> _EXERCISE GOAL_
Write out, unchanged, the lines from the one holding "Player-spacing review: tag the stair step" to the close of the listing. Both the first and last lines belong in it.

[Begin LISTED RECORDS]

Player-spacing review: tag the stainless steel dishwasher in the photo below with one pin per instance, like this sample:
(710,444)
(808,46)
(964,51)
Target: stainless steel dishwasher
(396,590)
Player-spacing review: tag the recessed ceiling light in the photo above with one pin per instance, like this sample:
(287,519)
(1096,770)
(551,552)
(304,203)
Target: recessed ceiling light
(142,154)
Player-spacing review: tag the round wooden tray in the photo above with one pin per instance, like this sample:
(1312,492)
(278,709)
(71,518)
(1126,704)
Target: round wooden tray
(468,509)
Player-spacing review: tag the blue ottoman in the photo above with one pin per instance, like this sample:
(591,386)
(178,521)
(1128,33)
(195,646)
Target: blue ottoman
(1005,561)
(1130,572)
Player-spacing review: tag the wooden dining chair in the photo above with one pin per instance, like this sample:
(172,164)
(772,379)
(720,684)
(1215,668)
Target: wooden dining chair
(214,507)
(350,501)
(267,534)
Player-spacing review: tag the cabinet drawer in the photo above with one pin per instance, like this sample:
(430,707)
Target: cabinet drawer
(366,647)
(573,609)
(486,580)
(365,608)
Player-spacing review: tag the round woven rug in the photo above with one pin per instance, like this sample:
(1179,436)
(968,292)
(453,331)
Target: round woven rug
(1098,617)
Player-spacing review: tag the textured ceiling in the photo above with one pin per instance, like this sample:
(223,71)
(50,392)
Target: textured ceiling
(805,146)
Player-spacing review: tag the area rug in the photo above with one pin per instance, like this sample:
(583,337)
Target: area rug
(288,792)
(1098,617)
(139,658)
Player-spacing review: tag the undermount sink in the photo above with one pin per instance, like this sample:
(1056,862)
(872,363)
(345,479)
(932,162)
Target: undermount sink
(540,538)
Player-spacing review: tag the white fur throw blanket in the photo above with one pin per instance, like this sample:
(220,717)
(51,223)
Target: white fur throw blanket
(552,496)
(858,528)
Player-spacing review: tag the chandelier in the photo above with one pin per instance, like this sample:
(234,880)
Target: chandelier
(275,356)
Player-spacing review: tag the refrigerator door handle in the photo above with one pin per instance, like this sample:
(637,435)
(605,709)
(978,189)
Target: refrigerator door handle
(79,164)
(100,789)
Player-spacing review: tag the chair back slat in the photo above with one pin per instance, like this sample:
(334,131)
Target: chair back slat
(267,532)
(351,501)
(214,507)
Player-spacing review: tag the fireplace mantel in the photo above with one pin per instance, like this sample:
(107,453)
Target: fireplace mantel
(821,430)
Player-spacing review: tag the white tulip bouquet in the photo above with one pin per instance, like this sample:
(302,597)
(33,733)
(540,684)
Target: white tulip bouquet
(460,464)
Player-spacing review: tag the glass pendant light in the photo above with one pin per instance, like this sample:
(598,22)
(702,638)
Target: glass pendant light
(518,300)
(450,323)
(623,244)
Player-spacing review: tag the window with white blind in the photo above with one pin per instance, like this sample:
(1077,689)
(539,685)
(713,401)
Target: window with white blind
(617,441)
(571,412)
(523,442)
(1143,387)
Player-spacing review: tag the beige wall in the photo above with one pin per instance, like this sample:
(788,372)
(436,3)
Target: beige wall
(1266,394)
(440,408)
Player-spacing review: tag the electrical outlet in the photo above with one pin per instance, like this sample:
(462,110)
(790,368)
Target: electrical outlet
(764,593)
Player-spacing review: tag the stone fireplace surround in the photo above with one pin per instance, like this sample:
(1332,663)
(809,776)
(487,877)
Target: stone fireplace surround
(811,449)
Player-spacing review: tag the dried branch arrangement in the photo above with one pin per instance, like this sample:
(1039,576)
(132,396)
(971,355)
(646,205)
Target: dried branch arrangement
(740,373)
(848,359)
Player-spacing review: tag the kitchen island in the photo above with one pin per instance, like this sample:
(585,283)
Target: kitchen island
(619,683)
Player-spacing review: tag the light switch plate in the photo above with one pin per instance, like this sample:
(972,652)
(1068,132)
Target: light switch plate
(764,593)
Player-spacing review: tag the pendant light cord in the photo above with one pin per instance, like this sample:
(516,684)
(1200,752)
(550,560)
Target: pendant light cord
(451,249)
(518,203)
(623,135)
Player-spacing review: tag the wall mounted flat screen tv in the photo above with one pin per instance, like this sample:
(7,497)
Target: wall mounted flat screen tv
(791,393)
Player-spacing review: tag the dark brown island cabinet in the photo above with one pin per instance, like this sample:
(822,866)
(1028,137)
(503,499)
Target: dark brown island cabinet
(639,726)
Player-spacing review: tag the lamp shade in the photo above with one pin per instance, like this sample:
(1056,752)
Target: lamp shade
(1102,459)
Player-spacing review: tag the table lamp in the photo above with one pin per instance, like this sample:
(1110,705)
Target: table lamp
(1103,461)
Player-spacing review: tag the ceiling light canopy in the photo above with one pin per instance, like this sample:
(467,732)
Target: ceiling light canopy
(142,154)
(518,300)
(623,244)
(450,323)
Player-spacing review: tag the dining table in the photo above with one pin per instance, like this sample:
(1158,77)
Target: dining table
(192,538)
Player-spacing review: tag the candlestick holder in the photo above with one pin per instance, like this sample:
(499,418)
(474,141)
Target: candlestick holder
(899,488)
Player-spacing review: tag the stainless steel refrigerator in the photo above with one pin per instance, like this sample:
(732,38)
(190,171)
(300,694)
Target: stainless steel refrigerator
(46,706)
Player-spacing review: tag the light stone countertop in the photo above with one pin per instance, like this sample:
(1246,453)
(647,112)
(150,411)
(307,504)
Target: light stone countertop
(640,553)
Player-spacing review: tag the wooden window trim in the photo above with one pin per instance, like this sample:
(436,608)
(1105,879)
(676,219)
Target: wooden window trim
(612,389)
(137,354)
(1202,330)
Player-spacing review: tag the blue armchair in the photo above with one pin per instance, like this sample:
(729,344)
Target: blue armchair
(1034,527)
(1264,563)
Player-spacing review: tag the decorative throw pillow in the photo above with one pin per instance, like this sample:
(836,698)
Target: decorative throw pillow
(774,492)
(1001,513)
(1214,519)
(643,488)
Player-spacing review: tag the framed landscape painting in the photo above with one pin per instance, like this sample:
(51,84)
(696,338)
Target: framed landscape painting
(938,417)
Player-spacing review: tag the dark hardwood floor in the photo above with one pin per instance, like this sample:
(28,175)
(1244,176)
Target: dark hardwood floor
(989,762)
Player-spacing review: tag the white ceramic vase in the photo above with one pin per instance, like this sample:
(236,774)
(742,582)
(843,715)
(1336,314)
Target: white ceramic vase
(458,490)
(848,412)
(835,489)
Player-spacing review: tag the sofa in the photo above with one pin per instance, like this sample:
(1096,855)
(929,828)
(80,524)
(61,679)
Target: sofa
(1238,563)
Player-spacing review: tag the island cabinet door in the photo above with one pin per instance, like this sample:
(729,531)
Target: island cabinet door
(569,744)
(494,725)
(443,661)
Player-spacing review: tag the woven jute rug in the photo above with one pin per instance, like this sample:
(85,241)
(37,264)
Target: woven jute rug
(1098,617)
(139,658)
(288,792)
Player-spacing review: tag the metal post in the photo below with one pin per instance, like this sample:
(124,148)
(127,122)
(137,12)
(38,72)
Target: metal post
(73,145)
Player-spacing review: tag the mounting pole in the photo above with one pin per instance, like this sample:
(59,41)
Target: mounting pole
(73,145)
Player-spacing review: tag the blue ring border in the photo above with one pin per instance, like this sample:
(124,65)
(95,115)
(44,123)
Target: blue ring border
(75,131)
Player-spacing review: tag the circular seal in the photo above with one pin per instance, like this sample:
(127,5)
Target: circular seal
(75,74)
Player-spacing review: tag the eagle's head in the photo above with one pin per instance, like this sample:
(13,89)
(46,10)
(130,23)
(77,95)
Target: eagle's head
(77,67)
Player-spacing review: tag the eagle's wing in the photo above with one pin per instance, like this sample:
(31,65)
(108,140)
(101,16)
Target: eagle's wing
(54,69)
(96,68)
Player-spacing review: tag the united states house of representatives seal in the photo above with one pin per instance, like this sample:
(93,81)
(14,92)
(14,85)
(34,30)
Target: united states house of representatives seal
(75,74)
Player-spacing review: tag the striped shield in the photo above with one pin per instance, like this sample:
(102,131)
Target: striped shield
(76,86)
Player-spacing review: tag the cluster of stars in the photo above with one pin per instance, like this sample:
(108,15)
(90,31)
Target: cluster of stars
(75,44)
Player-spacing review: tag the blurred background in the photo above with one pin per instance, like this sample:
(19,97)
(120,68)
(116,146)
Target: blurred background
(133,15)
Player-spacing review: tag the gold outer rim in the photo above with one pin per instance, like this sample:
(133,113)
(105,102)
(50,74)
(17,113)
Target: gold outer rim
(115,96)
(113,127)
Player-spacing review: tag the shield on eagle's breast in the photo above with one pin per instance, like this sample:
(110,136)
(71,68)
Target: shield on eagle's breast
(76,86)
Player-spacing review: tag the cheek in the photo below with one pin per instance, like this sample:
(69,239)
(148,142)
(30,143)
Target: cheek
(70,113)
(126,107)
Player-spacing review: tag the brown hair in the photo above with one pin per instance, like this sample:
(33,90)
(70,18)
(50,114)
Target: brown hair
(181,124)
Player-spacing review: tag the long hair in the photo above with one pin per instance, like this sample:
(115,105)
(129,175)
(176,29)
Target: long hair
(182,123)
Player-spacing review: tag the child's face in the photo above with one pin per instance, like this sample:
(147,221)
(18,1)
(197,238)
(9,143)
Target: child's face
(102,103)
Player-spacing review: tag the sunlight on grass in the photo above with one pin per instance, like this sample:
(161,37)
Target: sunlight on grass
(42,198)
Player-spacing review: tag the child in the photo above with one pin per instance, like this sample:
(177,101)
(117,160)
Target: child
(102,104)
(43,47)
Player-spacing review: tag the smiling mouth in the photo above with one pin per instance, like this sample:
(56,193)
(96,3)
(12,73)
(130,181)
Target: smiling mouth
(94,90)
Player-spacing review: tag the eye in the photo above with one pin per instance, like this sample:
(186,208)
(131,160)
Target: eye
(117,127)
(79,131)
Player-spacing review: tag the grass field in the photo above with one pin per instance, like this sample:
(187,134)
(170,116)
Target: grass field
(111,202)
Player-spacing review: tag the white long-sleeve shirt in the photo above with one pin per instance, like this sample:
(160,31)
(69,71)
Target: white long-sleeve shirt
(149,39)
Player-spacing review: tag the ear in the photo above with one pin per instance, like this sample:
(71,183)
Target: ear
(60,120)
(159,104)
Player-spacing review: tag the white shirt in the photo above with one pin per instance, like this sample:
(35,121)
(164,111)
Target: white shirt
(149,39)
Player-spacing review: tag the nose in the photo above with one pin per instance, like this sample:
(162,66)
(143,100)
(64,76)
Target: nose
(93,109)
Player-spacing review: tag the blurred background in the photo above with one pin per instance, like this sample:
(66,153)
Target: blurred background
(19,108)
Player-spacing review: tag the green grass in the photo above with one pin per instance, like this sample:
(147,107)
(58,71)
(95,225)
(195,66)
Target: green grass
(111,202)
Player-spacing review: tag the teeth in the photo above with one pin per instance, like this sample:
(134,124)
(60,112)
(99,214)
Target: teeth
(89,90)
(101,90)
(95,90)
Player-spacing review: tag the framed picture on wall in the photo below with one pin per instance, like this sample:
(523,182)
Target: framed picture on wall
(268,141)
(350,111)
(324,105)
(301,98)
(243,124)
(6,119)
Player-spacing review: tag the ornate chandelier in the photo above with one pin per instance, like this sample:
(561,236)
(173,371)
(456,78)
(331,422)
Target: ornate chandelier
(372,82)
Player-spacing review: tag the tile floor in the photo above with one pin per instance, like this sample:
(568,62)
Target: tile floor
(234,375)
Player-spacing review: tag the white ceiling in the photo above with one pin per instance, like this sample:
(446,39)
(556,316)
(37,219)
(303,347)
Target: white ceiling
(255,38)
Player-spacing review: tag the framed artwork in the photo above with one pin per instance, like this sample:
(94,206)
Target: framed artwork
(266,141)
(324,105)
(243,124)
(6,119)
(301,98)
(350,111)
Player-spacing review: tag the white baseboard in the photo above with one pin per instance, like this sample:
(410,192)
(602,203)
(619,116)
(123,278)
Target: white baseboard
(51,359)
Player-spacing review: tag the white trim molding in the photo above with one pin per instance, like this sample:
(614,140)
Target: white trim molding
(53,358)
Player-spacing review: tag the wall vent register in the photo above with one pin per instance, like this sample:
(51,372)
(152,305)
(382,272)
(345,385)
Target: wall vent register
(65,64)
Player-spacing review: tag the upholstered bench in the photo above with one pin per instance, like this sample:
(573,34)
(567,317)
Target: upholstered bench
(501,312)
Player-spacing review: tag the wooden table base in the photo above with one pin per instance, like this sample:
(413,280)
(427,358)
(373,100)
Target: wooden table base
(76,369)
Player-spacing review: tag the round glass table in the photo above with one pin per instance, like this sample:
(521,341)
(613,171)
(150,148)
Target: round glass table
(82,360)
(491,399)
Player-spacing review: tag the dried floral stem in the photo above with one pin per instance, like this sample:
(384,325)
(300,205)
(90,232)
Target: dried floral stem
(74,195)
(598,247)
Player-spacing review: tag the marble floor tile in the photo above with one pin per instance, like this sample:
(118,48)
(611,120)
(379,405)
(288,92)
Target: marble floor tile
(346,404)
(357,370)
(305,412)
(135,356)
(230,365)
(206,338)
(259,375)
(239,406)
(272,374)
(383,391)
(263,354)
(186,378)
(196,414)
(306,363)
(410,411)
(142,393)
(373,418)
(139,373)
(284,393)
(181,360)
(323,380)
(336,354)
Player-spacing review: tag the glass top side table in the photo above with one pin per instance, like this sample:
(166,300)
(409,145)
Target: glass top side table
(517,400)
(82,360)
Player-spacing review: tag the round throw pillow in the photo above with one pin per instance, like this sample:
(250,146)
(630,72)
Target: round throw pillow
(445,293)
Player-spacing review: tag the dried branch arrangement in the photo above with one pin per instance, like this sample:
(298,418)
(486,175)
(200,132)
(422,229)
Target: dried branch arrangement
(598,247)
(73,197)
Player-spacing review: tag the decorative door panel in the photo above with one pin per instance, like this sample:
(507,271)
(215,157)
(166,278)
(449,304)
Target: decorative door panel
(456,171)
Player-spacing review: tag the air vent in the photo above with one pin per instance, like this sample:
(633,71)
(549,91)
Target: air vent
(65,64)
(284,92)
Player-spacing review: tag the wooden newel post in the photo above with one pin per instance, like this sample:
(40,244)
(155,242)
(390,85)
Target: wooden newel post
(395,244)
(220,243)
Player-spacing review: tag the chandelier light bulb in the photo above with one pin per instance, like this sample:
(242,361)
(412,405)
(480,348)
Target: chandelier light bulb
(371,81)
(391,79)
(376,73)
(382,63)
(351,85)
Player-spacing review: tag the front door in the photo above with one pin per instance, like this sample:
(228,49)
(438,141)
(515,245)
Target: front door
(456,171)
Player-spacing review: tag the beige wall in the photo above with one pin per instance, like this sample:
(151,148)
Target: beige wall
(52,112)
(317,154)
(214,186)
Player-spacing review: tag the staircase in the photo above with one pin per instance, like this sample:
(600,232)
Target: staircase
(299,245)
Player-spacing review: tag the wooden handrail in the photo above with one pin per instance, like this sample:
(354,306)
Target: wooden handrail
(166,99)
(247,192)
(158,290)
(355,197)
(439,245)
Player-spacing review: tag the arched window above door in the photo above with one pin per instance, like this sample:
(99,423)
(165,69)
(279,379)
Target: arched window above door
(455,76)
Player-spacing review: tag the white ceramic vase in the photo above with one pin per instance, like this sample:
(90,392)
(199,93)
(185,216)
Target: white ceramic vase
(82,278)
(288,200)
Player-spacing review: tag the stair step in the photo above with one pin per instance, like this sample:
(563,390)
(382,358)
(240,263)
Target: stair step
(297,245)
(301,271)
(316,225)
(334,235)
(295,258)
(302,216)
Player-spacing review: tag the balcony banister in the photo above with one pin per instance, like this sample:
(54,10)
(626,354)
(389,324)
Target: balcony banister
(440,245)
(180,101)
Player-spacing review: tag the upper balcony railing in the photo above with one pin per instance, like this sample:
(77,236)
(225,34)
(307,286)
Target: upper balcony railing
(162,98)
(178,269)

[End LISTED RECORDS]

> _WRITTEN ANSWER_
Player-spacing review: tag the stair step in the photo above with one pin per instance, like this sample:
(563,390)
(382,358)
(240,263)
Target: stair step
(297,245)
(301,271)
(316,225)
(334,235)
(295,258)
(302,216)
Player-spacing review: tag the balcony banister in the photo above with one pin per instance, like this sample:
(54,10)
(626,354)
(389,324)
Target: balcony banister
(440,245)
(180,101)
Player-spacing review: tag the upper balcony railing in the photo above with one pin per instance, like this sample:
(77,236)
(225,34)
(307,286)
Target: upper balcony railing
(162,98)
(178,269)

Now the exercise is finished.